» Extrait choisi:
La sonde Phobos Grunt s’écrasera sur Terre en janvier 2012, a annoncé Vladimir Popovkine, directeur de l’agence spatiale russe (Roskosmos). Les chances d’établir le contact avec l’engin sont de plus en plus faibles, et désormais la priorité est de déterminer où la sonde accidentée tombera et quelles pourraient en être les conséquences.

Le crash probablement inévitable

Phobos (qui signifie en grec "la peur", "la crainte") n’est pas si mal en point que cela: par exemple, il maintient son orientation vers la Soleil. Mais la liaison avec la sonde n’était pas prévue en orbite circumterrestre, or Phobos n’a pas réussi à atteindre l’orbite programmée.

"Tous les systèmes de la sonde fonctionnent correctement, elle maintient son orientation vers la Soleil. Pour l’instant, nous cherchons à corriger la situation actuelle", a déclaré Vladimir Popovkine.

Cependant, après un certain délai l’orbite fléchira et l’appareil aura deux issues: la correction de l’orbite ou l’entrée dans les coches denses de l’atmosphère suivie de son crash.

La première option est impossible à l’heure actuelle, car on ne parvient pas à établir la liaison avec la sonde défaillante. Par conséquent, le second cas de figure est presque inévitable. Malheureusement, actuellement il est impossible de déterminer quand précisément et où concrètement s’écrasera Phobos Grunt.

Le calcul de cette période annoncée par Vladimir Popovkine ("la sonde volera jusqu’au mois de janvier inclus") coïncide avec l’estimation de l’expert indépendant canadien Ted Molchan qui s’est référé aux informations du Commandement stratégique de l’armée américaine ("12 janvier, plus ou moins 12 jours"). Pour l’instant, aucun autre pronostic plus précis n’a été donné, or il est impossible de calculer la région de la chute potentielle de la sonde avec une telle marge d’erreur.

» Consigne de travail:
Pouvez-vous recopier intégralement l'extrait sur la sonde Phobos Grunt, sans y changer un seul mot ? Seul l'extrait sert de référence.

» Données fournies:
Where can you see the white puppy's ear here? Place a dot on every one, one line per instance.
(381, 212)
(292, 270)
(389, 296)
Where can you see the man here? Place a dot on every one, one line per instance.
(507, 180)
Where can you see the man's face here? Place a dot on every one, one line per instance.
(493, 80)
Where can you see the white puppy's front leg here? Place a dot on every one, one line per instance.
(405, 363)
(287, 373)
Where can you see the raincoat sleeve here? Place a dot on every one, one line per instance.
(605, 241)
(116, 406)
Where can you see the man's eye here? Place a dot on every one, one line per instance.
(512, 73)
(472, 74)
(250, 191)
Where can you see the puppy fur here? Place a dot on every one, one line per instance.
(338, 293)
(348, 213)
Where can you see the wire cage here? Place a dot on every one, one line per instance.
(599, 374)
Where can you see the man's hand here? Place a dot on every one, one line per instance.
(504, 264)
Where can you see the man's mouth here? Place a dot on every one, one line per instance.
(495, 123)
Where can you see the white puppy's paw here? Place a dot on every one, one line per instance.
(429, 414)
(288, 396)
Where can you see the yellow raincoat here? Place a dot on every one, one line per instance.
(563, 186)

» Réponse attendue:
La sonde Phobos Grunt s’écrasera sur Terre en janvier 2012, a annoncé Vladimir Popovkine, directeur de l’agence spatiale russe (Roskosmos). Les chances d’établir le contact avec l’engin sont de plus en plus faibles, et désormais la priorité est de déterminer où la sonde accidentée tombera et quelles pourraient en être les conséquences.

Le crash probablement inévitable

Phobos (qui signifie en grec "la peur", "la crainte") n’est pas si mal en point que cela: par exemple, il maintient son orientation vers la Soleil. Mais la liaison avec la sonde n’était pas prévue en orbite circumterrestre, or Phobos n’a pas réussi à atteindre l’orbite programmée.

"Tous les systèmes de la sonde fonctionnent correctement, elle maintient son orientation vers la Soleil. Pour l’instant, nous cherchons à corriger la situation actuelle", a déclaré Vladimir Popovkine.

Cependant, après un certain délai l’orbite fléchira et l’appareil aura deux issues: la correction de l’orbite ou l’entrée dans les coches denses de l’atmosphère suivie de son crash.

La première option est impossible à l’heure actuelle, car on ne parvient pas à établir la liaison avec la sonde défaillante. Par conséquent, le second cas de figure est presque inévitable. Malheureusement, actuellement il est impossible de déterminer quand précisément et où concrètement s’écrasera Phobos Grunt.

Le calcul de cette période annoncée par Vladimir Popovkine ("la sonde volera jusqu’au mois de janvier inclus") coïncide avec l’estimation de l’expert indépendant canadien Ted Molchan qui s’est référé aux informations du Commandement stratégique de l’armée américaine ("12 janvier, plus ou moins 12 jours"). Pour l’instant, aucun autre pronostic plus précis n’a été donné, or il est impossible de calculer la région de la chute potentielle de la sonde avec une telle marge d’erreur.